EXERCISE> Look below for the line containing "Target: barn" and the line containing "Where can the white plaster"; repeat exactly those two lines and all lines between them, and nothing else.

══════════════════════════════

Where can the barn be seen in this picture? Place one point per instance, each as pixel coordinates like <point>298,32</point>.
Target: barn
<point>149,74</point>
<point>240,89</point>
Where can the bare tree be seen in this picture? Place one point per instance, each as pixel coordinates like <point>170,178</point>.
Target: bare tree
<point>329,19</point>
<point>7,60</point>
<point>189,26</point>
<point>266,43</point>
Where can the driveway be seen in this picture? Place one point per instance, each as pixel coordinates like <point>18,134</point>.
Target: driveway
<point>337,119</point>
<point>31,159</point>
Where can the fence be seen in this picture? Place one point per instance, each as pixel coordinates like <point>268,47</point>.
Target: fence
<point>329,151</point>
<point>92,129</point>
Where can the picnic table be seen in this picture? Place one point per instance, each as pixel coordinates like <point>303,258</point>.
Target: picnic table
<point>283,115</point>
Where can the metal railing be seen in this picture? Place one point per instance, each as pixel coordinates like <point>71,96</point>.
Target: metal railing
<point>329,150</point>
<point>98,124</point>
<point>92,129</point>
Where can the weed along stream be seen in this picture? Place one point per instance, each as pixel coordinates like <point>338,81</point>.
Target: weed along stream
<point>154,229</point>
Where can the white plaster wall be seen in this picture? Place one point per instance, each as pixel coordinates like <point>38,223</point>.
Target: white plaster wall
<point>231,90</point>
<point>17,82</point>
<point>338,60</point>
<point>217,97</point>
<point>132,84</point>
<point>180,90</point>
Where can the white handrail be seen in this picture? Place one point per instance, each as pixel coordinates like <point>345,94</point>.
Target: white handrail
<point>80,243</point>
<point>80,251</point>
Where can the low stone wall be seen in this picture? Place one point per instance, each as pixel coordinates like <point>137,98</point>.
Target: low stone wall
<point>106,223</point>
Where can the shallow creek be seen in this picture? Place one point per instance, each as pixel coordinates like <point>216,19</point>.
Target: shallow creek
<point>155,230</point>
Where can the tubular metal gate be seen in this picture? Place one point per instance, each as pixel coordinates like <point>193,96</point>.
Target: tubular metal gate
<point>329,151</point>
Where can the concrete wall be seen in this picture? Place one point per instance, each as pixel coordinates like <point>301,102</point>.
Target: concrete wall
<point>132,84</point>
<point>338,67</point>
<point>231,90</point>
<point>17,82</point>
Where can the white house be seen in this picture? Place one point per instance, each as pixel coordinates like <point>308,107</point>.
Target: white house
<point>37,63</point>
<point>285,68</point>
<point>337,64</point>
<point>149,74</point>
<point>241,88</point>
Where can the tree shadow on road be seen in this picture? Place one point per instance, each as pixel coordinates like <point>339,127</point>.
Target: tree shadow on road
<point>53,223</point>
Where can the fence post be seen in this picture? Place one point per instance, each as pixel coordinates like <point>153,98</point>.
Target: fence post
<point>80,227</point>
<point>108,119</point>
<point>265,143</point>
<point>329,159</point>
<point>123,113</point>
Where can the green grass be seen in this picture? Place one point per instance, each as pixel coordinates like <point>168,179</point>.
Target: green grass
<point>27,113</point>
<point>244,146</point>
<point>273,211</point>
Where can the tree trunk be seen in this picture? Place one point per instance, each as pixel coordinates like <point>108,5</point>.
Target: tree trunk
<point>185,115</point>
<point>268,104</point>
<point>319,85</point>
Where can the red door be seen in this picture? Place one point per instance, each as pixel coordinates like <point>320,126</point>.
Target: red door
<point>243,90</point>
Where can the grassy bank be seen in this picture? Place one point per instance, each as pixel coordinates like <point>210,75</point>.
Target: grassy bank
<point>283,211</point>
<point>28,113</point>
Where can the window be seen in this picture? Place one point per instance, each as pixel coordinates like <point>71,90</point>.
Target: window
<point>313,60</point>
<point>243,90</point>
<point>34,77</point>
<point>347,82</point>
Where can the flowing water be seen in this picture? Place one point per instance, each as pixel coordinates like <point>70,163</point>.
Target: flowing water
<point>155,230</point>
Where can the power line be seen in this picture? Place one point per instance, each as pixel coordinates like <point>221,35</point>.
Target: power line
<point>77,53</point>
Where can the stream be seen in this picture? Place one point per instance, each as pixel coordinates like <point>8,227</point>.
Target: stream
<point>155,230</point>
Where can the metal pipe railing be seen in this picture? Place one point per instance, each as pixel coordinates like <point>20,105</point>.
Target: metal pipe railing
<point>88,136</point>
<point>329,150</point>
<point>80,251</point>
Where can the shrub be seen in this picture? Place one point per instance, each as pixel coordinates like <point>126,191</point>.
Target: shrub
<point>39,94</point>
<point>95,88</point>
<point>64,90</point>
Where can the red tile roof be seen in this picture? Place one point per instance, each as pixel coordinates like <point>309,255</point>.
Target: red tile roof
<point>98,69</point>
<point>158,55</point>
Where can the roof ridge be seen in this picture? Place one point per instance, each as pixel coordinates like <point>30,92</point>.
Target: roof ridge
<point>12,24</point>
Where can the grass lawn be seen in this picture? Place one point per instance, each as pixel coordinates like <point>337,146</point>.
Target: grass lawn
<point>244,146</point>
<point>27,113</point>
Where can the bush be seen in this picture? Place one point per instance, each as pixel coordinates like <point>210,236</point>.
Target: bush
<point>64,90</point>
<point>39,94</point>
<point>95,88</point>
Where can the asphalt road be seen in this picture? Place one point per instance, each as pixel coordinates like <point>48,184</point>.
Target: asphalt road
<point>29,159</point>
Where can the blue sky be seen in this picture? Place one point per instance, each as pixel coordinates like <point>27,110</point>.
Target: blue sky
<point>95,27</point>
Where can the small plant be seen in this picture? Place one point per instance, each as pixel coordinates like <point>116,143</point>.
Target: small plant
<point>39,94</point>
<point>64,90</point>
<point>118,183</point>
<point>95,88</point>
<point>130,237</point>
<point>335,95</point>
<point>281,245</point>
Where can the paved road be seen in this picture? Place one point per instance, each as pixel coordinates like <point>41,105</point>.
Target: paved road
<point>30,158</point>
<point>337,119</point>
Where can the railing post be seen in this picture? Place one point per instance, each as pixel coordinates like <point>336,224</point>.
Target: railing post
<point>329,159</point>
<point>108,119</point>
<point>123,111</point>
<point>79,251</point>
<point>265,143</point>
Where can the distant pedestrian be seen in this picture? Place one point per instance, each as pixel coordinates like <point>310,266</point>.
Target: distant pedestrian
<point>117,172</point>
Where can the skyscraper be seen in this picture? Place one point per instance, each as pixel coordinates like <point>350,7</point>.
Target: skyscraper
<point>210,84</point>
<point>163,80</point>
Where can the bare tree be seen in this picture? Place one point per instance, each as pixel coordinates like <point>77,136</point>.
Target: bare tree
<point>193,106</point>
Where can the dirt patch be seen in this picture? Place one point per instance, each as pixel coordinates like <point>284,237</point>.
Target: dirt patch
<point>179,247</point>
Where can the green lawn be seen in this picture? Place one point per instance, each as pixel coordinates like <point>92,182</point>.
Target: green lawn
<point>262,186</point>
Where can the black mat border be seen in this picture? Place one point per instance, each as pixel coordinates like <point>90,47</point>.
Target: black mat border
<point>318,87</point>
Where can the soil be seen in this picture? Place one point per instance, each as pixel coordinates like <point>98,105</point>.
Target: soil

══════════════════════════════

ANSWER SPACE>
Target: barn
<point>149,74</point>
<point>240,89</point>
Where can the bare tree be seen in this picture? Place one point per instance, each as pixel coordinates like <point>170,178</point>.
Target: bare tree
<point>329,19</point>
<point>7,60</point>
<point>189,26</point>
<point>266,43</point>
Where can the driveway be seen in this picture? Place one point per instance, each as pixel coordinates like <point>18,134</point>.
Target: driveway
<point>337,119</point>
<point>31,159</point>
Where can the fence be seen in this picture? Place one point per instance, each as pixel coordinates like <point>268,47</point>.
Target: fence
<point>329,151</point>
<point>92,129</point>
Where can the picnic table be seen in this picture? Place one point per instance, each as pixel coordinates like <point>303,258</point>.
Target: picnic table
<point>283,115</point>
Where can the metal railing be seen in this picture? Place one point per instance, each as pixel coordinates like <point>71,96</point>.
Target: metal railing
<point>329,150</point>
<point>98,124</point>
<point>92,129</point>
Where can the weed along stream be seen in this picture? Place one point per instance, each as pixel coordinates like <point>338,81</point>.
Target: weed along stream
<point>154,229</point>
Where can the white plaster wall be seen in this picture? Place one point per instance, each as pixel coordinates like <point>38,223</point>.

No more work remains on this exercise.